Trecho fornecido:

○ ○ ○ ○ ○ ○ ○

Antes das eleições norte-americanas, muitos (eu inclusive) temiam o risco institucional representado pela reação do presidente Donald Trump à sua então provável derrota. Ele já havia indicado que apelaria a teorias conspiratórias alegando fraude, e deixado claro que não aceitaria um resultado que não fosse sua reeleição.
Quanto ao comportamento do presidente, o temor revelou-se fundamentado. Sem qualquer base real, Trump acusou de fraudulenta a onda democrata nos votos pelo correio — já prevista, dado que o próprio presidente disse a seus apoiadores que votassem em pessoa, a despeito da pandemia — e até agora se recusa a admitir a vitória do seu oponente democrata, Joe Biden.
Em relação às consequências, contudo, o receio pode parecer agora um tanto exagerado. Por mais que muitos sigam aventando uma incerteza relacionada aos processos judiciais e a uma possível reação dos apoiadores do presidente — muitos deles bem armados —, parece claro que muito do encanto se quebrou. As invectivas presidenciais soam não tão ameaçadoras, e mais como o recurso patético de um ego ferido. Ainda que os líderes republicanos se sintam obrigados a encenar uma adesão aos apelos, nem eles e nem a Fox News — a quem caberia o papel de televisão do regime — de fato embarcaram de corpo inteiro na tentativa golpista de Trump.

○ ○ ○ ○ ○ ○ ○

Entradas fornecidas:
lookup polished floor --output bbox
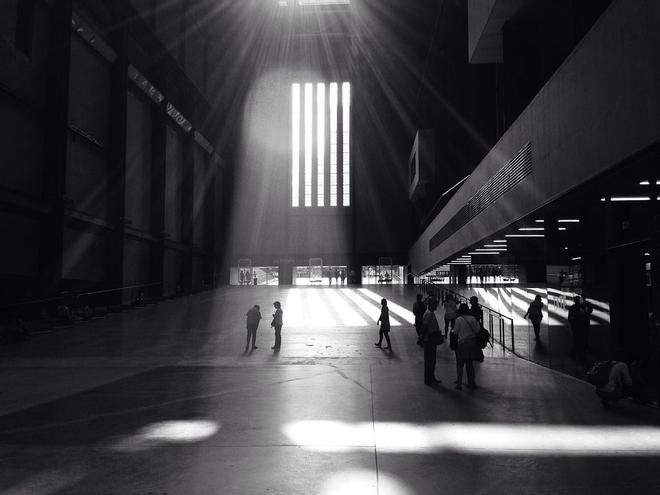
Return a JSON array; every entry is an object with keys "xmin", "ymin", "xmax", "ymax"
[{"xmin": 0, "ymin": 286, "xmax": 660, "ymax": 495}]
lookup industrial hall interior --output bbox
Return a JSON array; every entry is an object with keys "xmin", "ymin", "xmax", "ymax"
[{"xmin": 0, "ymin": 0, "xmax": 660, "ymax": 495}]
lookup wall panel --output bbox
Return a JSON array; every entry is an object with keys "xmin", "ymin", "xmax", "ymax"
[
  {"xmin": 0, "ymin": 211, "xmax": 39, "ymax": 277},
  {"xmin": 62, "ymin": 227, "xmax": 107, "ymax": 282},
  {"xmin": 125, "ymin": 91, "xmax": 152, "ymax": 232}
]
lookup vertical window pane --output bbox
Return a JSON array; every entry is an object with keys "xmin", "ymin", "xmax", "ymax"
[
  {"xmin": 316, "ymin": 83, "xmax": 325, "ymax": 206},
  {"xmin": 330, "ymin": 83, "xmax": 338, "ymax": 206},
  {"xmin": 341, "ymin": 83, "xmax": 351, "ymax": 206},
  {"xmin": 305, "ymin": 83, "xmax": 314, "ymax": 206},
  {"xmin": 291, "ymin": 84, "xmax": 300, "ymax": 208}
]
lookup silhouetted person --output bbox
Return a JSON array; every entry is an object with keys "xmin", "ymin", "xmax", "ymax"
[
  {"xmin": 568, "ymin": 296, "xmax": 591, "ymax": 359},
  {"xmin": 374, "ymin": 298, "xmax": 392, "ymax": 349},
  {"xmin": 413, "ymin": 294, "xmax": 426, "ymax": 345},
  {"xmin": 442, "ymin": 294, "xmax": 456, "ymax": 337},
  {"xmin": 451, "ymin": 303, "xmax": 481, "ymax": 390},
  {"xmin": 270, "ymin": 301, "xmax": 283, "ymax": 351},
  {"xmin": 245, "ymin": 304, "xmax": 261, "ymax": 351},
  {"xmin": 524, "ymin": 294, "xmax": 543, "ymax": 340},
  {"xmin": 470, "ymin": 296, "xmax": 484, "ymax": 326},
  {"xmin": 559, "ymin": 269, "xmax": 566, "ymax": 285},
  {"xmin": 596, "ymin": 361, "xmax": 633, "ymax": 407},
  {"xmin": 422, "ymin": 298, "xmax": 440, "ymax": 385}
]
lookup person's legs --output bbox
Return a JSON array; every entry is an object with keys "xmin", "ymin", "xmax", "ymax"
[
  {"xmin": 273, "ymin": 327, "xmax": 282, "ymax": 350},
  {"xmin": 424, "ymin": 342, "xmax": 435, "ymax": 385},
  {"xmin": 465, "ymin": 359, "xmax": 477, "ymax": 388},
  {"xmin": 454, "ymin": 356, "xmax": 463, "ymax": 390},
  {"xmin": 252, "ymin": 326, "xmax": 257, "ymax": 349}
]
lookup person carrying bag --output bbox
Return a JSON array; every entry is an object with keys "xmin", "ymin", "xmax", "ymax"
[
  {"xmin": 422, "ymin": 298, "xmax": 444, "ymax": 385},
  {"xmin": 451, "ymin": 304, "xmax": 483, "ymax": 390}
]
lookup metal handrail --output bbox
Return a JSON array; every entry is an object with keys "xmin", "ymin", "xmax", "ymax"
[{"xmin": 417, "ymin": 279, "xmax": 516, "ymax": 353}]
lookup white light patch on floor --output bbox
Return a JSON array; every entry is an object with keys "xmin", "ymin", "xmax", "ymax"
[
  {"xmin": 323, "ymin": 289, "xmax": 368, "ymax": 327},
  {"xmin": 111, "ymin": 420, "xmax": 220, "ymax": 452},
  {"xmin": 341, "ymin": 289, "xmax": 401, "ymax": 327},
  {"xmin": 358, "ymin": 289, "xmax": 415, "ymax": 325},
  {"xmin": 283, "ymin": 421, "xmax": 660, "ymax": 457},
  {"xmin": 282, "ymin": 289, "xmax": 304, "ymax": 328},
  {"xmin": 319, "ymin": 469, "xmax": 412, "ymax": 495}
]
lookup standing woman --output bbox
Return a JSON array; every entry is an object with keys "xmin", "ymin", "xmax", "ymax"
[
  {"xmin": 524, "ymin": 294, "xmax": 543, "ymax": 340},
  {"xmin": 451, "ymin": 304, "xmax": 481, "ymax": 390},
  {"xmin": 422, "ymin": 297, "xmax": 443, "ymax": 386},
  {"xmin": 374, "ymin": 298, "xmax": 392, "ymax": 349},
  {"xmin": 442, "ymin": 294, "xmax": 456, "ymax": 337},
  {"xmin": 270, "ymin": 301, "xmax": 283, "ymax": 351}
]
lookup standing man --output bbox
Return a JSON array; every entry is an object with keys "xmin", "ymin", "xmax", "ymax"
[
  {"xmin": 270, "ymin": 301, "xmax": 283, "ymax": 351},
  {"xmin": 470, "ymin": 296, "xmax": 484, "ymax": 327},
  {"xmin": 245, "ymin": 304, "xmax": 261, "ymax": 351},
  {"xmin": 568, "ymin": 296, "xmax": 593, "ymax": 360},
  {"xmin": 422, "ymin": 297, "xmax": 440, "ymax": 385},
  {"xmin": 413, "ymin": 294, "xmax": 426, "ymax": 346}
]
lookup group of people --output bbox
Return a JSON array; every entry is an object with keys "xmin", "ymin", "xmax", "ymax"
[
  {"xmin": 327, "ymin": 268, "xmax": 346, "ymax": 285},
  {"xmin": 238, "ymin": 269, "xmax": 259, "ymax": 285},
  {"xmin": 245, "ymin": 301, "xmax": 284, "ymax": 352},
  {"xmin": 412, "ymin": 293, "xmax": 483, "ymax": 390}
]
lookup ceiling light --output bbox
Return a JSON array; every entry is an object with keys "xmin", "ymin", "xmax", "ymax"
[
  {"xmin": 298, "ymin": 0, "xmax": 351, "ymax": 7},
  {"xmin": 610, "ymin": 196, "xmax": 651, "ymax": 201},
  {"xmin": 505, "ymin": 234, "xmax": 545, "ymax": 237}
]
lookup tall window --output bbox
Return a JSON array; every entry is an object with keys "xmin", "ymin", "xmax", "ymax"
[{"xmin": 291, "ymin": 82, "xmax": 351, "ymax": 208}]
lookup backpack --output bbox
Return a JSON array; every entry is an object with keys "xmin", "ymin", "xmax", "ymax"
[{"xmin": 587, "ymin": 361, "xmax": 613, "ymax": 387}]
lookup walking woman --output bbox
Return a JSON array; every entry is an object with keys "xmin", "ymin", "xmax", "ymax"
[
  {"xmin": 374, "ymin": 298, "xmax": 392, "ymax": 349},
  {"xmin": 525, "ymin": 294, "xmax": 543, "ymax": 340},
  {"xmin": 451, "ymin": 304, "xmax": 481, "ymax": 390},
  {"xmin": 270, "ymin": 301, "xmax": 284, "ymax": 351}
]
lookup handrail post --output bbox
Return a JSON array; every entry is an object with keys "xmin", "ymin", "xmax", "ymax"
[
  {"xmin": 511, "ymin": 318, "xmax": 516, "ymax": 352},
  {"xmin": 500, "ymin": 318, "xmax": 506, "ymax": 350}
]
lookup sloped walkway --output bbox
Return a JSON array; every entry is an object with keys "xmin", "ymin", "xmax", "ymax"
[{"xmin": 0, "ymin": 287, "xmax": 660, "ymax": 495}]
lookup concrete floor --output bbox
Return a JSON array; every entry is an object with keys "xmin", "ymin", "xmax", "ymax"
[{"xmin": 0, "ymin": 286, "xmax": 660, "ymax": 495}]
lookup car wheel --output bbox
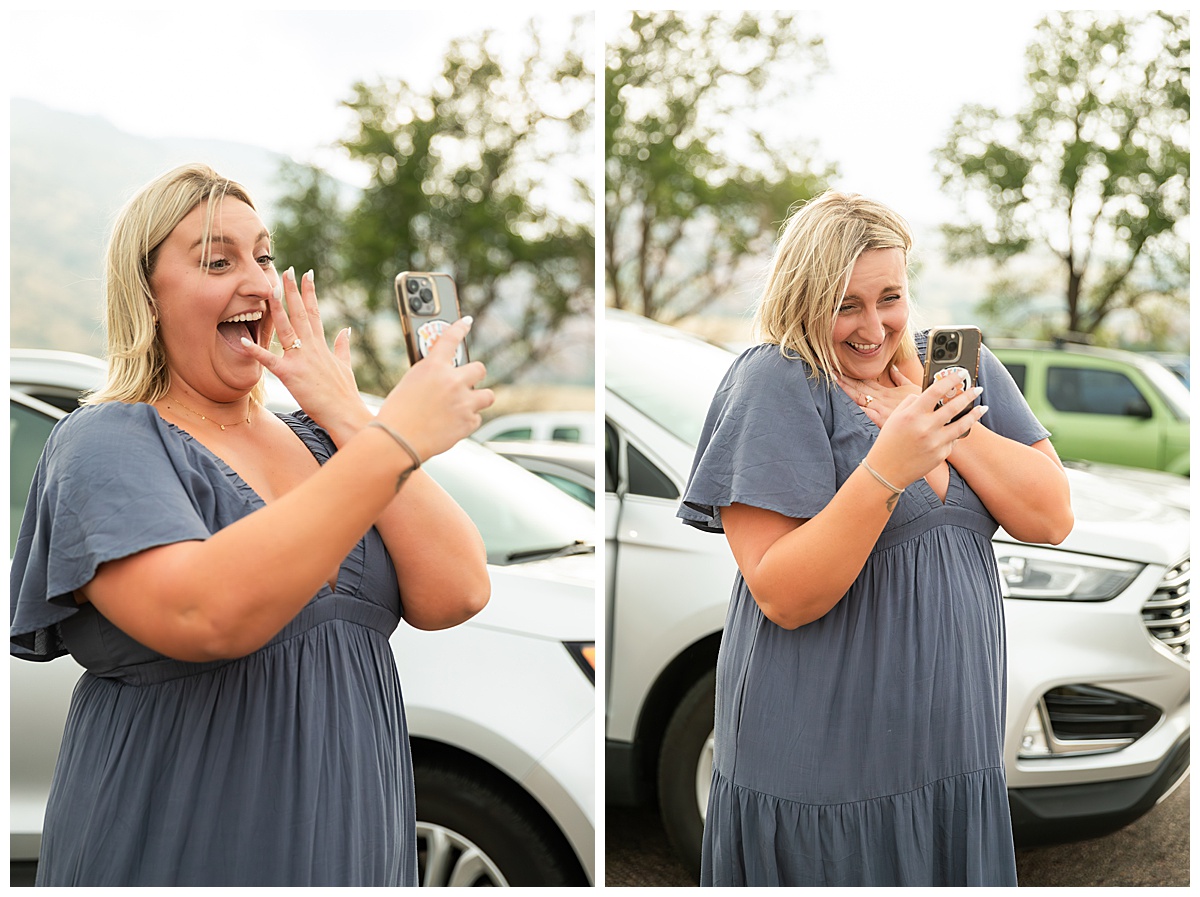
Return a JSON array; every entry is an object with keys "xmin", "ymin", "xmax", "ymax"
[
  {"xmin": 658, "ymin": 669, "xmax": 716, "ymax": 881},
  {"xmin": 413, "ymin": 758, "xmax": 587, "ymax": 887}
]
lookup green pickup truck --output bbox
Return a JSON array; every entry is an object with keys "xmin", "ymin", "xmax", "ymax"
[{"xmin": 986, "ymin": 339, "xmax": 1192, "ymax": 476}]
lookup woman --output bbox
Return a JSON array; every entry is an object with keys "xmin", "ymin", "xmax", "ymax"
[
  {"xmin": 679, "ymin": 193, "xmax": 1073, "ymax": 886},
  {"xmin": 11, "ymin": 165, "xmax": 492, "ymax": 886}
]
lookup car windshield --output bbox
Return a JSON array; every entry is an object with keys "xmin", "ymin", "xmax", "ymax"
[
  {"xmin": 424, "ymin": 439, "xmax": 595, "ymax": 564},
  {"xmin": 1142, "ymin": 362, "xmax": 1192, "ymax": 421},
  {"xmin": 604, "ymin": 314, "xmax": 737, "ymax": 445}
]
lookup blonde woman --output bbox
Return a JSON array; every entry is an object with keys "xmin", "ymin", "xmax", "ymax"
[
  {"xmin": 679, "ymin": 193, "xmax": 1073, "ymax": 886},
  {"xmin": 11, "ymin": 165, "xmax": 492, "ymax": 886}
]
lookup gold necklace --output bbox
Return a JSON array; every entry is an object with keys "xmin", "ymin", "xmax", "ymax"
[{"xmin": 167, "ymin": 392, "xmax": 254, "ymax": 429}]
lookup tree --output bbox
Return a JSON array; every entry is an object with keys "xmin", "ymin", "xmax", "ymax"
[
  {"xmin": 936, "ymin": 11, "xmax": 1190, "ymax": 345},
  {"xmin": 604, "ymin": 12, "xmax": 833, "ymax": 320},
  {"xmin": 276, "ymin": 22, "xmax": 595, "ymax": 391}
]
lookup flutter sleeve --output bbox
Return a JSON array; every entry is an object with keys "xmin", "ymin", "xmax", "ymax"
[
  {"xmin": 677, "ymin": 345, "xmax": 836, "ymax": 532},
  {"xmin": 8, "ymin": 402, "xmax": 216, "ymax": 661}
]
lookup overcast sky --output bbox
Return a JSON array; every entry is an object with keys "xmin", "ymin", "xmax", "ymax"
[{"xmin": 8, "ymin": 4, "xmax": 1040, "ymax": 223}]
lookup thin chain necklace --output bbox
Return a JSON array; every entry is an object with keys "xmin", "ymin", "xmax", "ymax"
[{"xmin": 167, "ymin": 392, "xmax": 254, "ymax": 429}]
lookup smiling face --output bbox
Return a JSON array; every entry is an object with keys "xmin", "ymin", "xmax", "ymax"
[
  {"xmin": 150, "ymin": 198, "xmax": 280, "ymax": 402},
  {"xmin": 833, "ymin": 249, "xmax": 908, "ymax": 380}
]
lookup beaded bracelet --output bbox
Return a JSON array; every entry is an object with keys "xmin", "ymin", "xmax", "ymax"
[{"xmin": 367, "ymin": 421, "xmax": 421, "ymax": 492}]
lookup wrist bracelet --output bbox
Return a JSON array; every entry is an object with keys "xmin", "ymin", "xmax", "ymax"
[
  {"xmin": 858, "ymin": 458, "xmax": 904, "ymax": 511},
  {"xmin": 367, "ymin": 421, "xmax": 421, "ymax": 492}
]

○ ○ ○ ○ ○ ○ ○

Tarefa: Como fica o trecho sobre as eleições norte-americanas, de "Em relação às" a "golpista de Trump.", se você o editar trocando "patético" por "lamentável"?

Espaço para resposta:
Em relação às consequências, contudo, o receio pode parecer agora um tanto exagerado. Por mais que muitos sigam aventando uma incerteza relacionada aos processos judiciais e a uma possível reação dos apoiadores do presidente — muitos deles bem armados —, parece claro que muito do encanto se quebrou. As invectivas presidenciais soam não tão ameaçadoras, e mais como o recurso lamentável de um ego ferido. Ainda que os líderes republicanos se sintam obrigados a encenar uma adesão aos apelos, nem eles e nem a Fox News — a quem caberia o papel de televisão do regime — de fato embarcaram de corpo inteiro na tentativa golpista de Trump.